PROBLEM DETAILS
Below are some entries. Copy each line that holds the string "outline".

RECORDS TO PROCESS
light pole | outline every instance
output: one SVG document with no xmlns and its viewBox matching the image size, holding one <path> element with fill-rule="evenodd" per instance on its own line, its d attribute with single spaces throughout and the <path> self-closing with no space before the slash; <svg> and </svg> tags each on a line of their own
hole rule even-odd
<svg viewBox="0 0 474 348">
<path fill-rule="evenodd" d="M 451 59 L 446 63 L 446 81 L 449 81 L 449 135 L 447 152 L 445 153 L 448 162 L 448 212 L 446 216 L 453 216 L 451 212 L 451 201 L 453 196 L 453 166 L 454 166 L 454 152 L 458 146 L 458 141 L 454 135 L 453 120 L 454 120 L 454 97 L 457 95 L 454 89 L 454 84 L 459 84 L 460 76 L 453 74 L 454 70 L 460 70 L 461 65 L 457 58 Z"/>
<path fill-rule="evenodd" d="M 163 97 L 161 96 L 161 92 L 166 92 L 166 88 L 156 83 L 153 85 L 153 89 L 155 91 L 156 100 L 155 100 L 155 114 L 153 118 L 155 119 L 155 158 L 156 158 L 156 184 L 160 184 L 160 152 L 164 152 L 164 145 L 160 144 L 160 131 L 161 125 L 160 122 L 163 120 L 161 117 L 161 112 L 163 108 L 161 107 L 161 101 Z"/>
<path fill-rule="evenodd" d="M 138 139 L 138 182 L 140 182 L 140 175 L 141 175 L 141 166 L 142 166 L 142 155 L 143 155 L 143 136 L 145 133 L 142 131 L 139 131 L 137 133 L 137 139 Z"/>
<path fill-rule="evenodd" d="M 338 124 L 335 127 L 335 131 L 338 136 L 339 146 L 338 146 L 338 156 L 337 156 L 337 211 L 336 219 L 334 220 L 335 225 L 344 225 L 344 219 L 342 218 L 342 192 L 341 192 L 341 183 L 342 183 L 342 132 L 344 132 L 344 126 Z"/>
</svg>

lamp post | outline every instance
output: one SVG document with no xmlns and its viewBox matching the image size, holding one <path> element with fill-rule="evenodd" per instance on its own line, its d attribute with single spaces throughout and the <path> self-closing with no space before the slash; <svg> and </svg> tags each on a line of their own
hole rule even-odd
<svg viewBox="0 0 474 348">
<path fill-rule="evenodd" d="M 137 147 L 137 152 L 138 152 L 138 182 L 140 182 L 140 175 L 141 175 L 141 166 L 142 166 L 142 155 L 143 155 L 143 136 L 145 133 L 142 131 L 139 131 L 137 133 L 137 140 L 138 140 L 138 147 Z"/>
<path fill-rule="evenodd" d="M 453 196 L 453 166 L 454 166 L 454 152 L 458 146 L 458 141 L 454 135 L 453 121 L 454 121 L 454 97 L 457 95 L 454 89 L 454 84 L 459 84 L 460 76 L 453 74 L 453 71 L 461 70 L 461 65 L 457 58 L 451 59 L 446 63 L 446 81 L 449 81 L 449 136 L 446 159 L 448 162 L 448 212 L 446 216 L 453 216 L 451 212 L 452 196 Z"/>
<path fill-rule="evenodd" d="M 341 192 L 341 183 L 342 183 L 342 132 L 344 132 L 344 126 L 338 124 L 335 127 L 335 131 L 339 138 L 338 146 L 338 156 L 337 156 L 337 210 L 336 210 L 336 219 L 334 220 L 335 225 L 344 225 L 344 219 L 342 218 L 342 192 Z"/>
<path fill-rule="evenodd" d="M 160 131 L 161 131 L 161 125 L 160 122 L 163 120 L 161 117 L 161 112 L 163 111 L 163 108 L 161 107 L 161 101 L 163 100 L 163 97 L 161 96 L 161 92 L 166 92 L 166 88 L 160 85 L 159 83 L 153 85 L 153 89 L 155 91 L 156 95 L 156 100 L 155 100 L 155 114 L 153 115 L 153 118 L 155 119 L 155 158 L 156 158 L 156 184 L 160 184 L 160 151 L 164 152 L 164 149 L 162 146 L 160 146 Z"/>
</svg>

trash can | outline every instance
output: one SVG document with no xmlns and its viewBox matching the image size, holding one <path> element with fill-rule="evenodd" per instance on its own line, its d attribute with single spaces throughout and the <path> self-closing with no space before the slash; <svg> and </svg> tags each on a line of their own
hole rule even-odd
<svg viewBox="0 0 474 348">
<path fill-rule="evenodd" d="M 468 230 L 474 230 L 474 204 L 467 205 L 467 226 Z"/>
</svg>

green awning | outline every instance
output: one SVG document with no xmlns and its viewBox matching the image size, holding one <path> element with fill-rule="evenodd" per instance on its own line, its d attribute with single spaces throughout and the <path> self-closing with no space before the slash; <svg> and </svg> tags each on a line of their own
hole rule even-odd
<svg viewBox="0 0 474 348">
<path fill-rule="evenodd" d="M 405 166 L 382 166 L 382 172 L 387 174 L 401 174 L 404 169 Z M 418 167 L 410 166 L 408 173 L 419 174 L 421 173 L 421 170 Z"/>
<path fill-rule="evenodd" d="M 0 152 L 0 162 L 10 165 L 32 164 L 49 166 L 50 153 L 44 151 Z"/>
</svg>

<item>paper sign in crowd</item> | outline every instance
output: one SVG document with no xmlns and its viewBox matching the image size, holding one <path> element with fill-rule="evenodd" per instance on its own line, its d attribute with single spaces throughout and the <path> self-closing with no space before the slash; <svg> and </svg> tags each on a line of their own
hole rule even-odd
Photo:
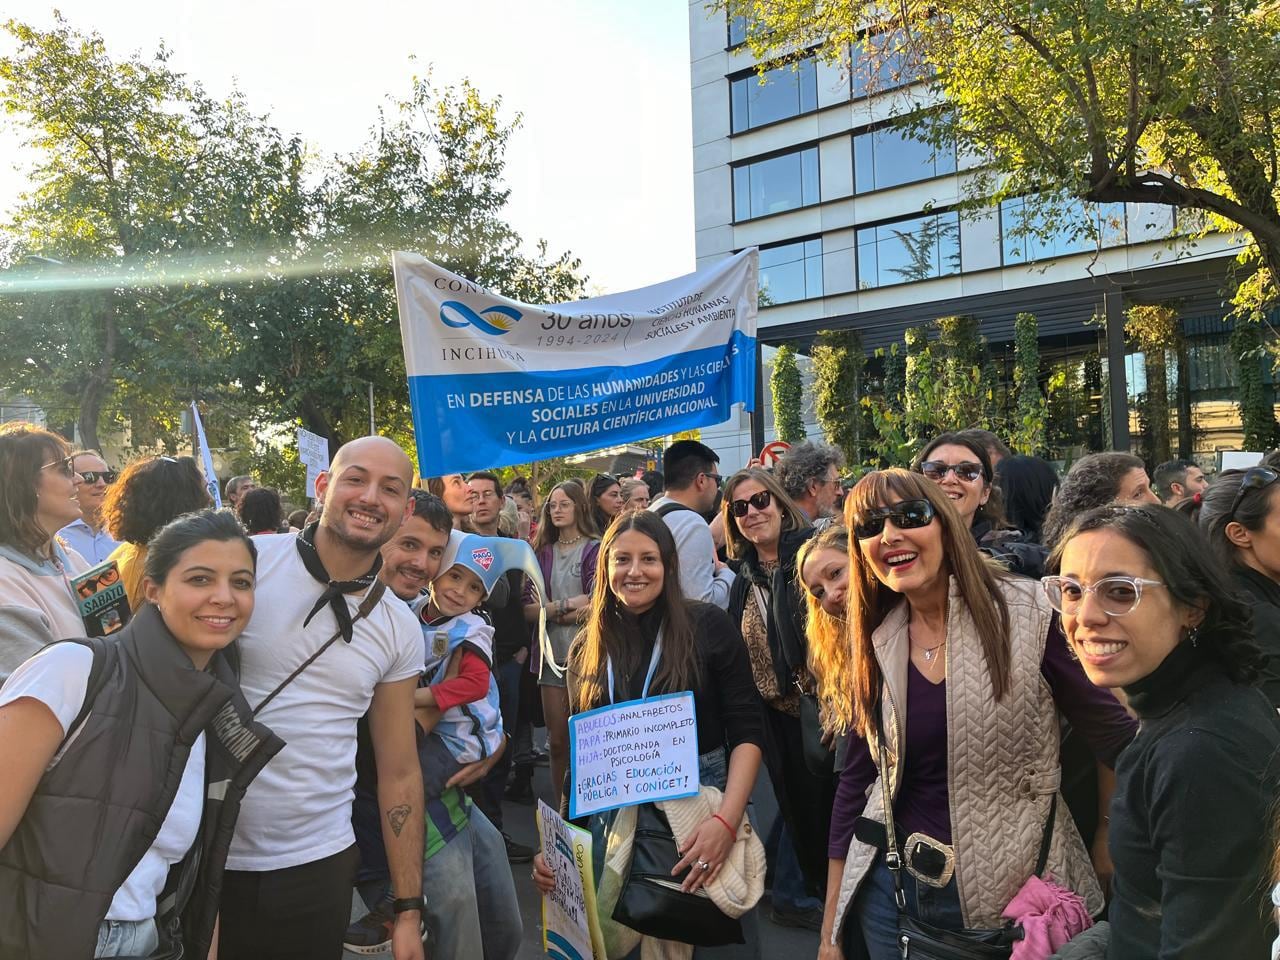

YOUR RESPONSE
light pole | outline every instance
lamp post | outline every instance
trash can | outline every instance
green awning | outline every instance
<item>paper sign in crowd</item> | outline every instance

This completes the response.